Exercise description. Work through the entries below and report how many lines include "pope". The number alone is the answer.

Dataset entries:

━━━━━━━━━━

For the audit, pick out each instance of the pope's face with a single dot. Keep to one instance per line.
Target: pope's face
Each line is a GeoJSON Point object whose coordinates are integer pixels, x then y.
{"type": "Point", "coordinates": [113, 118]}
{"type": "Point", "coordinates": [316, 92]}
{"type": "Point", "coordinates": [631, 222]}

━━━━━━━━━━

Solution. 2